Stated exercise a. Count the lines in the listing that contain the string "stone" and reply with that number alone.

Passage.
◆ ◆ ◆ ◆ ◆ ◆ ◆

Integral of 12+x-x²+x³+x⁴ dx

1. Integrate term-by-term:

   1. The integral of $x^{n}$ is $\frac{x^{n + 1}}{n + 1}$ when $n \neq -1$:

      $$\int x^{4}\, dx = \frac{x^{5}}{5}$$

   1. The integral of $x^{n}$ is $\frac{x^{n + 1}}{n + 1}$ when $n \neq -1$:

      $$\int x^{3}\, dx = \frac{x^{4}}{4}$$

   1. The integral of a constant times a function is the constant times the integral of the function:

      $$\int \left(- x^{2}\right)\, dx = - \int x^{2}\, dx$$

      1. The integral of $x^{n}$ is $\frac{x^{n + 1}}{n + 1}$ when $n \neq -1$:

         $$\int x^{2}\, dx = \frac{x^{3}}{3}$$

      So, the result is: $- \frac{x^{3}}{3}$

   1. The integral of $x^{n}$ is $\frac{x^{n + 1}}{n + 1}$ when $n \neq -1$:

      $$\int x\, dx = \frac{x^{2}}{2}$$

   1. The integral of a constant is the constant times the variable of integration:

      $$\int 12\, dx = 12 x$$

   The result is: $\frac{x^{5}}{5} + \frac{x^{4}}{4} - \frac{x^{3}}{3} + \frac{x^{2}}{2} + 12 x$

2. Now simplify:

   $$\frac{x \left(12 x^{4} + 15 x^{3} - 20 x^{2} + 30 x + 720\right)}{60}$$

3. Add the constant of integration:

   $$\frac{x \left(12 x^{4} + 15 x^{3} - 20 x^{2} + 30 x + 720\right)}{60}+ \mathrm{constant}$$

The answer is:

$$\frac{x \left(12 x^{4} + 15 x^{3} - 20 x^{2} + 30 x + 720\right)}{60}+ \mathrm{constant}$$

◆ ◆ ◆ ◆ ◆ ◆ ◆

Extracted entries.
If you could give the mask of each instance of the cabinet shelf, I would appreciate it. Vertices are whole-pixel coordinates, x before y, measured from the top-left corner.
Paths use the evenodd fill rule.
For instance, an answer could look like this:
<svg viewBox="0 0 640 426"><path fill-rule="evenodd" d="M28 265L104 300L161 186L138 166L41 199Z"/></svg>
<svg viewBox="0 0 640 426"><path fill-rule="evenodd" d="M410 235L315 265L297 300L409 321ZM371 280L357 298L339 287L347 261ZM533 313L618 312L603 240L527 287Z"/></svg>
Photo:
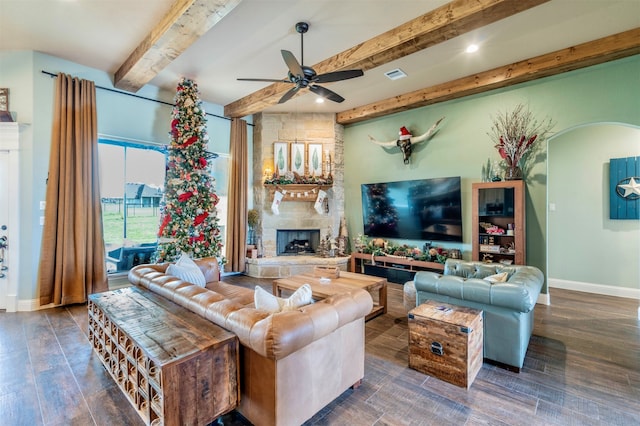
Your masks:
<svg viewBox="0 0 640 426"><path fill-rule="evenodd" d="M418 271L442 273L444 264L391 256L351 253L351 272L384 276L389 282L405 283Z"/></svg>
<svg viewBox="0 0 640 426"><path fill-rule="evenodd" d="M522 180L504 182L482 182L472 185L472 232L473 260L511 262L523 265L526 262L525 183ZM487 222L499 228L514 229L513 235L490 234L480 224ZM492 242L488 242L489 239ZM491 244L502 248L511 247L514 252L482 250Z"/></svg>

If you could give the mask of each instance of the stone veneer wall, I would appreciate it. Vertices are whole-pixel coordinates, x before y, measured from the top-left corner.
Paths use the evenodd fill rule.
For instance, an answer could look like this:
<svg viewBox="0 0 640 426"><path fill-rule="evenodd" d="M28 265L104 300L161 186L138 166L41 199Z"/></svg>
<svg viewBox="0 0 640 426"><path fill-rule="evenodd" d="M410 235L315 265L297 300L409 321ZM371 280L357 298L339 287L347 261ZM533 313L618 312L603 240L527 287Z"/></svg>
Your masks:
<svg viewBox="0 0 640 426"><path fill-rule="evenodd" d="M331 153L333 187L327 191L329 213L319 214L313 201L294 201L285 197L280 214L271 210L273 196L264 187L264 170L274 170L274 142L316 143L323 153ZM253 128L253 206L260 212L257 235L262 237L264 257L276 256L277 229L319 229L323 238L328 232L338 236L344 217L344 128L335 114L261 113L254 116Z"/></svg>

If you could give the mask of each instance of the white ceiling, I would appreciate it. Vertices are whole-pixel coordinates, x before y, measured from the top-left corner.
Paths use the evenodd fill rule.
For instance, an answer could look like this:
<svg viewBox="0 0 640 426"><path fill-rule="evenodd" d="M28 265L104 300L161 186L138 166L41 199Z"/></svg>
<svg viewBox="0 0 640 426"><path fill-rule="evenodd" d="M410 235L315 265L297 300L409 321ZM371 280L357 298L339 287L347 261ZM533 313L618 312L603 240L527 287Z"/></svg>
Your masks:
<svg viewBox="0 0 640 426"><path fill-rule="evenodd" d="M514 0L518 1L518 0ZM0 50L34 50L113 74L162 18L173 0L0 0ZM280 50L312 66L433 10L446 0L242 0L150 84L174 91L182 76L203 100L226 105L285 78ZM395 95L640 27L640 0L553 0L365 72L325 86L346 100L318 105L307 93L267 111L339 112ZM464 52L469 43L480 50ZM384 72L401 68L407 78ZM57 72L58 70L47 70ZM0 75L0 86L2 85Z"/></svg>

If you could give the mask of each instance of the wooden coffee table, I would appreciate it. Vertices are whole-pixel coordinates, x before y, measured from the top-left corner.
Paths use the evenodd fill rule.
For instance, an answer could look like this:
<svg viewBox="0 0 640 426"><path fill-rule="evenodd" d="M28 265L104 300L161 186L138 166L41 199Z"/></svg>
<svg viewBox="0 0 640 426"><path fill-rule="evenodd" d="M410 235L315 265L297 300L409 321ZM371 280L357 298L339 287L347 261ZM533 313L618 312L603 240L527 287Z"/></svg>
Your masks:
<svg viewBox="0 0 640 426"><path fill-rule="evenodd" d="M339 278L330 278L330 281L321 280L312 273L293 275L287 278L279 278L273 281L273 294L282 296L282 290L296 291L303 284L309 284L314 299L325 299L338 293L348 292L354 288L361 288L373 293L378 291L377 301L373 298L373 309L365 317L368 321L387 312L387 280L371 275L356 274L354 272L340 271Z"/></svg>

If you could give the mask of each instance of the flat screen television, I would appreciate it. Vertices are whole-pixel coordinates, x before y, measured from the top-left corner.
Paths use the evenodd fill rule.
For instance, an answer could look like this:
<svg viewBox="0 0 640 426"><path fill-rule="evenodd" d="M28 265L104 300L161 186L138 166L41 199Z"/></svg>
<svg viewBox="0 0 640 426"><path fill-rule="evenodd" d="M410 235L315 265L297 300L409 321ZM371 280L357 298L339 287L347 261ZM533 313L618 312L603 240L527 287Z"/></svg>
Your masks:
<svg viewBox="0 0 640 426"><path fill-rule="evenodd" d="M462 242L460 177L362 184L364 235Z"/></svg>

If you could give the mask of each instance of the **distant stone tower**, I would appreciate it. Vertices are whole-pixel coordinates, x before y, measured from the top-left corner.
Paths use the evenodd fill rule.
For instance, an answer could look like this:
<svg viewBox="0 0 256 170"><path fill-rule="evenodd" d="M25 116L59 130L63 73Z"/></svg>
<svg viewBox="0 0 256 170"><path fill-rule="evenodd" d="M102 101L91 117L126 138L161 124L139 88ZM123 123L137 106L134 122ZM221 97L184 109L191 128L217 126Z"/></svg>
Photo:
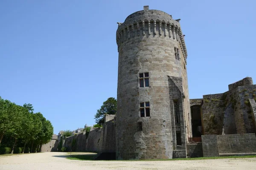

◆ ◆ ◆ ◆ ◆ ◆ ◆

Stated exercise b. For each statement, say whether the worked integral above agrees with it. Answer yes or no and quote the deciding words from the worked integral. (i) The polynomial is integrated one term at a time. (ii) For the -x² term, the constant factor is moved outside the integral. (iii) The constant of integration is added before the result is simplified.

Reply a. 2

Reply b.
(i) Yes: "Integrate term-by-term:"
(ii) Yes: "The integral of a constant times a function is the constant times the integral of the function"
(iii) No: step "2. Now simplify:" comes before step "3. Add the constant of integration:"